HOW TO COMPLETE THIS TASK =
Can you pick up the column about writing sitcoms in teams after its last sentence and carry it on?

[READING TEXT — start]

My near life-long ambition to work as a sitcom writer, an ambition I recognize at the ripe old age of 46 is even significantly less likely than it was twenty years ago, still seems an occupation with which I would like to be connected. In a subsequent column I will, perhaps, unload the secrets of one of my series ideas. The modern sitcom workplace is one quite different than how I always envisioned myself working within it.
In a way, it's an experience I'm living through on my most recent writing pursuit. Today's sitcomms are no longer, if they ever really were, written by the lone individual, sitting at the typewriter...err...word processor...uhm...iPad....creating the assigned episode for production deadline.
They're written in teams.
In a nutshell, the average show has a showrunner who develops the major story idea, then assigns the breaking down of the story to a team of writers - and those teams can range from a handful to a gaggle - who, more or less collaboratively put together the week's episode. Sounds like a dream, right?
Except when one considers the fact that for the most part, writing is traditionally a fairly solitary endeavour. If the purpose is to get one's ideas, feelings, constructs out onto the page, how does one do that by first going through the some sort of filter with another writer - or multiple other writers?

[READING TEXT — finish]
[STORED DATA — start]

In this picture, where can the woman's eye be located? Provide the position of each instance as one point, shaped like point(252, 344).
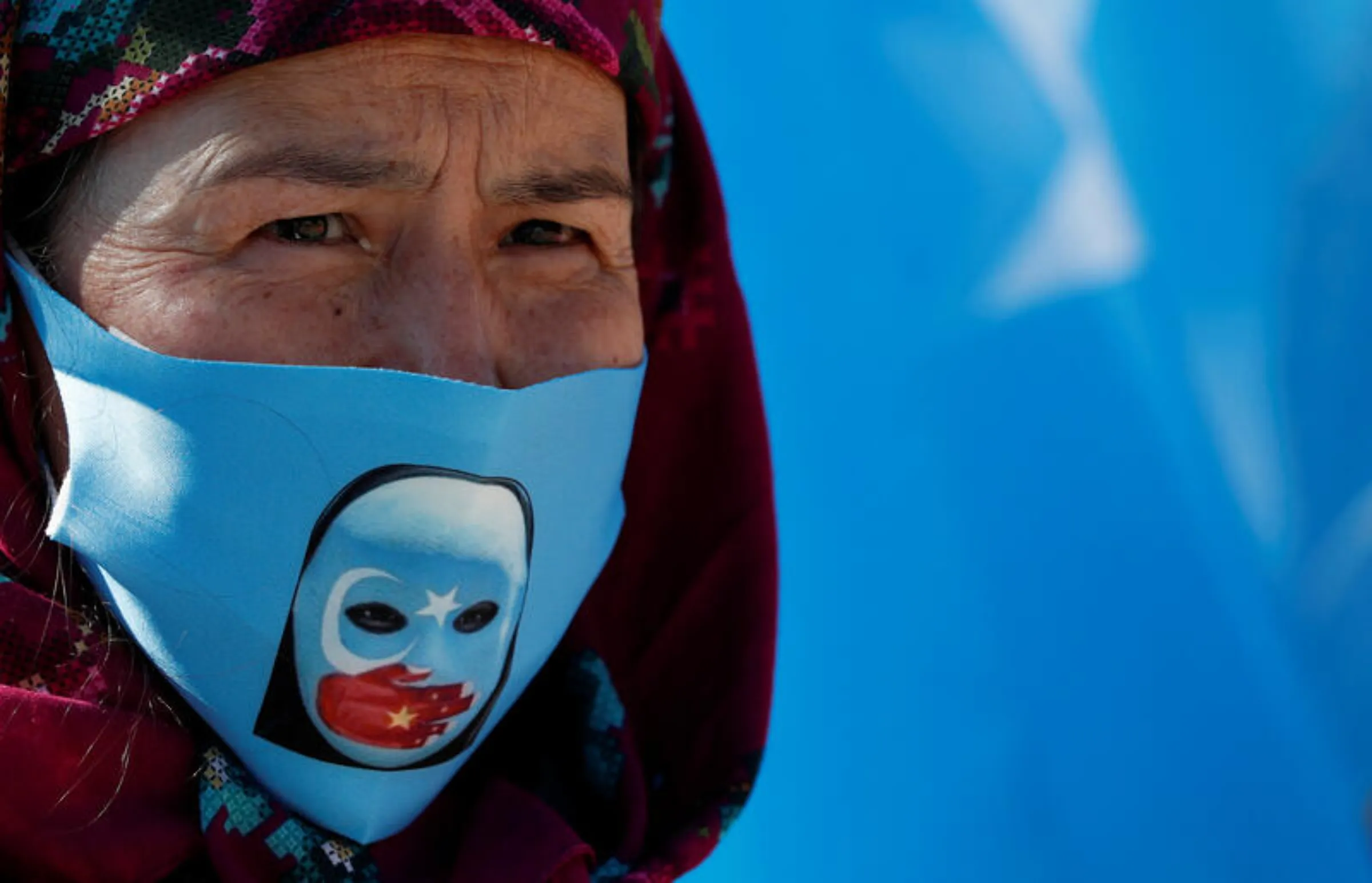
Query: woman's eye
point(544, 234)
point(477, 617)
point(309, 229)
point(376, 617)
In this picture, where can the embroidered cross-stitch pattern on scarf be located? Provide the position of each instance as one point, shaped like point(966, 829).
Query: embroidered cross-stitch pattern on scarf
point(640, 741)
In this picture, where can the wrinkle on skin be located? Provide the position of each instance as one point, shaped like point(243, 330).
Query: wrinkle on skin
point(158, 250)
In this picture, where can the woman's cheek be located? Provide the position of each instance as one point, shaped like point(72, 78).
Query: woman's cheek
point(237, 315)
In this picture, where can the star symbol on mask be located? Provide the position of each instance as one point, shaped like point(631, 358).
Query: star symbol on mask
point(401, 720)
point(440, 606)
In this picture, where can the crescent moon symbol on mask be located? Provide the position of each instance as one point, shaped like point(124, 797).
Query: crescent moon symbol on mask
point(331, 641)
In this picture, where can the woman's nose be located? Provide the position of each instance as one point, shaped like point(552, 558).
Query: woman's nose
point(438, 318)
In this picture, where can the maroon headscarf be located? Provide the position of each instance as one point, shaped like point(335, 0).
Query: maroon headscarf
point(639, 742)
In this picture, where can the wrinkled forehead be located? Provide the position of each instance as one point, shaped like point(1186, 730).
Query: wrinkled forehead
point(79, 69)
point(429, 517)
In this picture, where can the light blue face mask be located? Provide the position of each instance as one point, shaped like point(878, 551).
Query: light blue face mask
point(338, 568)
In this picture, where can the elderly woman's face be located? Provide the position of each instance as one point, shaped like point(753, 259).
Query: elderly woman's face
point(450, 206)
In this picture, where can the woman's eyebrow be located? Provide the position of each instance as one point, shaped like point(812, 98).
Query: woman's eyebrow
point(570, 186)
point(316, 166)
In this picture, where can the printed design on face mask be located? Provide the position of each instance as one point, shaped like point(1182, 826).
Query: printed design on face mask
point(404, 621)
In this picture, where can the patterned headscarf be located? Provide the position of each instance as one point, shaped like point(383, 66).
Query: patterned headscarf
point(636, 746)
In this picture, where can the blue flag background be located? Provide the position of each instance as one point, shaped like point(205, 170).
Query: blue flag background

[STORED DATA — finish]

RESPONSE TO THE EXERCISE =
I confess to having very little experience in this particular variant of the field. There have been a couple of times when, by necessity, I have undertaken such a venture and generally they have been related to television. Many years ago (you know you're getting older when you can use that expression in reference to having done anything besides just simply exisiting), I worked on a sketch comedy show that aired locally and, blessedly, appears to have been lost in the actual video tape world, not making it to YouTube [link]. As I recall, it was primarily acheived by a bunch of comics and actors with little writing experience, sitting around a room trying to make each laugh and then someone remembering to try to write some of it down.
Small wonder it was not the vehicle that would propel any of the participants to stardom (though a couple of them rode other buses to relative fame and good fortune).
Another experience had me work as both writer and performer of comedic yet educational sketches for a pseduo-therapeutic program focused on sex education. Beyond those tasks my other principal role seemed to be the voice trying to convince the program's host and producer that "I'm pretty sure you can't say that on television, even if it is cable."
Working on our non-fiction book - with an admittedly self-imposed deadline looming - has been an unusual challenge for me. Instead of writing in the room, as is often done on creative projects, my writing partners and I have instead assigned ourselves sections of the project to write in isolation - a more typical writerly process, to be sure - which we will then assemble together into a finished project that hopefully won't look to anyone who reads it to be three different books cobbled together under one cover.
It's going well in the sense that we all seem to be on the same page thematically and share enthusiasm for the subject matter and the need that we are filling for our potential readers. But right now it certainly appears to be a book written by three separate people sharing the same cover. Finding a common voice with which we all write is proving to be, for me, at least, one of the more significant challenges in the initial editing process.
On the plus side, having commited partners - and having a commitment to the partners - can be a significant driving force towards getting the writing done with only lower degrees of procrastination than I often employ in working towards the completion of W3.doc. Of course I'm hoping the forward momentum on one writing project will help to chip away at the writing block that continues to get in my way.